§ WHAT THE EXERCISE ASKS
Write out all of the data without omission, exactly as shown.

§ EXERCISE MATERIAL
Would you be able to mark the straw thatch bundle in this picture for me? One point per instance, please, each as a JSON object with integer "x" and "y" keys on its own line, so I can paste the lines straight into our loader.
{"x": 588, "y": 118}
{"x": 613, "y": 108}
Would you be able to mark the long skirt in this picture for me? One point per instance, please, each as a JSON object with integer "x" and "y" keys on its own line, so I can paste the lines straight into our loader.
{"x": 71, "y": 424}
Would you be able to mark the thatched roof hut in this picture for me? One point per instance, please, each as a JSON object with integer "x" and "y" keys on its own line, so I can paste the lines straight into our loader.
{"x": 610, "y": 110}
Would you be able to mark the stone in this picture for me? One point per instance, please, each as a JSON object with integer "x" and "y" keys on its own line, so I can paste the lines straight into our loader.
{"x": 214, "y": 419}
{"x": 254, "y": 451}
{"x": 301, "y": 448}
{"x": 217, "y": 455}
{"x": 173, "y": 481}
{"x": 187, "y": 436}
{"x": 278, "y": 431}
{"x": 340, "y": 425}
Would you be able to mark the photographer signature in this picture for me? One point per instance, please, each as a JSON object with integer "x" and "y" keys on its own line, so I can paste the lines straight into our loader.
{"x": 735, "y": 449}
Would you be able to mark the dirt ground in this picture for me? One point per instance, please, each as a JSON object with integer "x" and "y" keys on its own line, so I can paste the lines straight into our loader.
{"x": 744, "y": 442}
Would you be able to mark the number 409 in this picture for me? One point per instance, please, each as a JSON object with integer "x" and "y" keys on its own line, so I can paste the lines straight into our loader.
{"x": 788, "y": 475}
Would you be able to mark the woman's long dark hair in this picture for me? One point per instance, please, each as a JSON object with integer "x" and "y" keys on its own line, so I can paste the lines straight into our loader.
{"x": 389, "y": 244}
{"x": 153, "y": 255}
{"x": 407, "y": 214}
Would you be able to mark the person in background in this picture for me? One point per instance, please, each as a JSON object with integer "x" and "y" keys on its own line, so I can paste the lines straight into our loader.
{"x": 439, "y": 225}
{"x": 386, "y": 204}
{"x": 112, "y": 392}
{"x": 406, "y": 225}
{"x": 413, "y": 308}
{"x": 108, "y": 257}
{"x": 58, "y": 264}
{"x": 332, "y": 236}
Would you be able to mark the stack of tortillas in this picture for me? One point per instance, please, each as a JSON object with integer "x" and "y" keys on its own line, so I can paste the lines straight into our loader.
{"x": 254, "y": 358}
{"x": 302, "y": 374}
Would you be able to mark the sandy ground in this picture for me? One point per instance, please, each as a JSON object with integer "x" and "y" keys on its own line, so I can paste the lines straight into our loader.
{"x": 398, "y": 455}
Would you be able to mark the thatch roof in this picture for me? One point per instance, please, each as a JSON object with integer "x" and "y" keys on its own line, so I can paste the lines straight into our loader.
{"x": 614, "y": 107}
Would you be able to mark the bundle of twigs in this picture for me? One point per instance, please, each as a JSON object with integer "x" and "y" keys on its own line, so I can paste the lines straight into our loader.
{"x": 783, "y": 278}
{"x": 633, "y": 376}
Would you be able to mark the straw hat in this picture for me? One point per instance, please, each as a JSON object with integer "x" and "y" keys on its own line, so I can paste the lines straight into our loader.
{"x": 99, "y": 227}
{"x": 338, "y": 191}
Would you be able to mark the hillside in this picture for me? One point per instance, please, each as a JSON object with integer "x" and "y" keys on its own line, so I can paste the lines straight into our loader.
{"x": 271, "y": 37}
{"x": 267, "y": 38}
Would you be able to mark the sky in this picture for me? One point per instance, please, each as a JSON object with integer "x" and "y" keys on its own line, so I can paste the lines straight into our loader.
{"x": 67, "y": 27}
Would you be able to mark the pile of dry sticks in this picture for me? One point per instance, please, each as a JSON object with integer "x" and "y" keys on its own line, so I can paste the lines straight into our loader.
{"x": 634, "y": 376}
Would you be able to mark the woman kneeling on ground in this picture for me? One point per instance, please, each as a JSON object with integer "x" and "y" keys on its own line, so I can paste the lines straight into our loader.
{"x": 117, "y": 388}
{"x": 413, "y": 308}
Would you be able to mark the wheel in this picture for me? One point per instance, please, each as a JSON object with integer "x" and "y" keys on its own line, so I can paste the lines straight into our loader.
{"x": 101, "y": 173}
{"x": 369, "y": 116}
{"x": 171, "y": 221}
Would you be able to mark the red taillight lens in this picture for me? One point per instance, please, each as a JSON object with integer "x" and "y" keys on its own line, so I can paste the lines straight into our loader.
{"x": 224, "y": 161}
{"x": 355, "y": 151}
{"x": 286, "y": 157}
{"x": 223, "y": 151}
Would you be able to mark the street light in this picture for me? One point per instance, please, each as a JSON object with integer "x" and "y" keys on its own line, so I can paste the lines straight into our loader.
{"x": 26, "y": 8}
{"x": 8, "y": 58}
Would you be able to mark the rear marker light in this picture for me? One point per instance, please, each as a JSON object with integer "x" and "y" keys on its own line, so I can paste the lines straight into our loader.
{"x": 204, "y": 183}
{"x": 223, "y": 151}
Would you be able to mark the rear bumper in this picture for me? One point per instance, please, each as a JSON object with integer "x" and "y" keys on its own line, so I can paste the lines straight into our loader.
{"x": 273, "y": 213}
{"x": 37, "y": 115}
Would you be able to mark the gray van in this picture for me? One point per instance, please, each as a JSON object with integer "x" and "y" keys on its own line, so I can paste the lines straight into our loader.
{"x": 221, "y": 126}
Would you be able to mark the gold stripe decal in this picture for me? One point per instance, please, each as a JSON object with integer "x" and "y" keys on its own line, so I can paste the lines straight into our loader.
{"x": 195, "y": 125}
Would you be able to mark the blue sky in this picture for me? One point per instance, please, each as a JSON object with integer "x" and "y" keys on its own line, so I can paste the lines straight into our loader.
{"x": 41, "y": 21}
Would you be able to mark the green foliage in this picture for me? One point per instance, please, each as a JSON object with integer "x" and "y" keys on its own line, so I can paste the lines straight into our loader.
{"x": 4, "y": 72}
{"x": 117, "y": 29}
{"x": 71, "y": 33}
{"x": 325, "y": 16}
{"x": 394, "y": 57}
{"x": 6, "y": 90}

§ TASK RESPONSE
Would you be able to mark the straw thatch bundle in this picture for me? One point per instance, please, each as a JSON object with integer "x" and "y" keys on its own line, so I can paste the lines straight into our loader.
{"x": 588, "y": 118}
{"x": 613, "y": 108}
Would you be able to mark the long skirt in this picture for me? One point per instance, please, each as a JSON object with integer "x" and "y" keys on its own line, so I can paste the lines straight into our loader.
{"x": 71, "y": 424}
Would you be able to mark the thatched roof hut in this picture for me? One point per instance, please, each as a JSON object with integer "x" and "y" keys on its own line, so I can paste the lines straight into our loader.
{"x": 610, "y": 110}
Would you be able to mark the stone in this picture for me? One point per instance, please, each as a JSON object with integer "x" and "y" keys on its own line, so I can paste the lines straight into our loader.
{"x": 214, "y": 419}
{"x": 254, "y": 451}
{"x": 301, "y": 448}
{"x": 217, "y": 455}
{"x": 173, "y": 481}
{"x": 187, "y": 436}
{"x": 278, "y": 431}
{"x": 340, "y": 425}
Would you be able to mark the photographer signature in this picture for me? One point per instance, please, each as a JSON object with integer "x" and "y" keys on its own line, so I can paste the lines straight into our loader.
{"x": 735, "y": 449}
Would you be able to mark the dirt ground in this picture for me? One point per instance, please, each as a JSON object with integer "x" and "y" keys on its own line, so I can paste the lines straight into our loader.
{"x": 744, "y": 442}
Would you be able to mark the number 409 in this picture for me? One point per instance, please, each as a JSON object with integer "x" and "y" keys on its own line, so I can paste the lines straight into our loader.
{"x": 788, "y": 475}
Would you be able to mark the woman's long dark hair in this picture for me? One point per instance, please, each as a JSON object with integer "x" and "y" keys on its own line, so I can paste the lines straight into our loader.
{"x": 389, "y": 244}
{"x": 153, "y": 255}
{"x": 407, "y": 214}
Would you be able to mark the person in background in this picture for me? One point per instance, please, each as a JSON object with integer "x" and "y" keys on its own line, so I can paste the lines straight into our loader.
{"x": 439, "y": 225}
{"x": 386, "y": 204}
{"x": 112, "y": 392}
{"x": 406, "y": 225}
{"x": 413, "y": 308}
{"x": 108, "y": 257}
{"x": 58, "y": 264}
{"x": 332, "y": 236}
Would you be able to mark the stack of tortillas in this picture for me? One point per instance, please, each as a JSON object with integer "x" and "y" keys on its own line, so I can paste the lines straight into our loader.
{"x": 254, "y": 358}
{"x": 302, "y": 374}
Would you be able to mark the sandy ground in this picture for me? One point per instance, please, each as a JSON object with integer "x" and "y" keys on its own line, so I can paste the lines straight into our loader.
{"x": 398, "y": 455}
Would you be able to mark the thatch roof in this picture for me? One point per instance, please, each as a JSON object with integer "x" and "y" keys on its own line, so I can paste the lines straight into our loader.
{"x": 614, "y": 107}
Would you be able to mark the bundle of twigs in this picture for me? One point per instance, please, each as a JSON object with integer "x" and "y" keys on its own line, so I can paste the lines straight into our loader.
{"x": 783, "y": 278}
{"x": 633, "y": 376}
Would you be able to mark the straw hat in this picture for me? One point per instance, please, each as a JSON object with integer "x" and "y" keys on its own line, so I can paste the lines straight into our loader.
{"x": 99, "y": 227}
{"x": 338, "y": 191}
Would you be able to mark the hillside in this picture for me? One point per instance, please, each as a JSON object with integer "x" and "y" keys on its own line, so I can paste the lines straight into our loader.
{"x": 271, "y": 37}
{"x": 267, "y": 38}
Would you be able to mark the sky in this picture for me? One point per instance, please, each as a JSON object with integer "x" and "y" keys on its own line, so I can paste the lines straight into our loader.
{"x": 67, "y": 27}
Would you be able to mark the pile of dry sticks in this picture for me? One point per instance, please, each as a JSON object with integer "x" and "y" keys on its own line, so I can paste the lines straight into our loader.
{"x": 634, "y": 376}
Would you be able to mark the woman kneeling on ground in this picture for me? One point per instance, please, each as a JSON object with integer "x" and "y" keys on its own line, so I can paste the lines straight into our loader.
{"x": 117, "y": 388}
{"x": 413, "y": 308}
Would you be able to mark the wheel in this picture for me? One point per instance, please, each as a JSON object with integer "x" and "y" keys on its own line, so I can paste the lines straight into our loader.
{"x": 101, "y": 173}
{"x": 369, "y": 116}
{"x": 171, "y": 221}
Would you be able to mark the red taillight lens in this picture for me? One point per instance, please, each as a JSON object with integer "x" and "y" keys on its own line, so I can paste the lines straight into our loader.
{"x": 224, "y": 161}
{"x": 355, "y": 151}
{"x": 286, "y": 157}
{"x": 223, "y": 151}
Would you be able to mark the street light in this picture for me? One point per instance, please, each as a JSON object with integer "x" and "y" keys on its own line, so I can paste the lines straight into our loader.
{"x": 26, "y": 8}
{"x": 8, "y": 58}
Would you be able to mark the rear marker light in this picture for me? One point per instance, please, each as a JSON object with integer "x" and "y" keys on its own line, so I can paste the lines straight into our loader.
{"x": 204, "y": 183}
{"x": 223, "y": 151}
Would you be able to mark the rear bumper in this picture for me? One point per instance, please, each as a JSON object with integer "x" and "y" keys on its own line, so I can paste the lines straight into our loader.
{"x": 273, "y": 213}
{"x": 37, "y": 115}
Would you be able to mark the gray van in this picture for me? One point per instance, please, each as a JSON object with integer "x" and "y" keys on its own line, so I can paste the lines straight into our loader.
{"x": 221, "y": 126}
Would you be able to mark the gold stripe decal in this picture for me? One point per instance, please, each as a JSON object with integer "x" and "y" keys on its own line, so I can paste the lines straight into our loader.
{"x": 195, "y": 125}
Would you be able to mark the blue sky in this picture for me? One point per instance, please, each as a JSON object with integer "x" and "y" keys on its own line, so I can paste the lines straight into our loader.
{"x": 41, "y": 21}
Would you be able to mark the green foliage in this picture for me? One point per instance, please, each as a JSON object with integer "x" and "y" keys on its own line, so I can paste the lines straight into our loader.
{"x": 4, "y": 72}
{"x": 117, "y": 29}
{"x": 71, "y": 33}
{"x": 325, "y": 16}
{"x": 394, "y": 57}
{"x": 6, "y": 90}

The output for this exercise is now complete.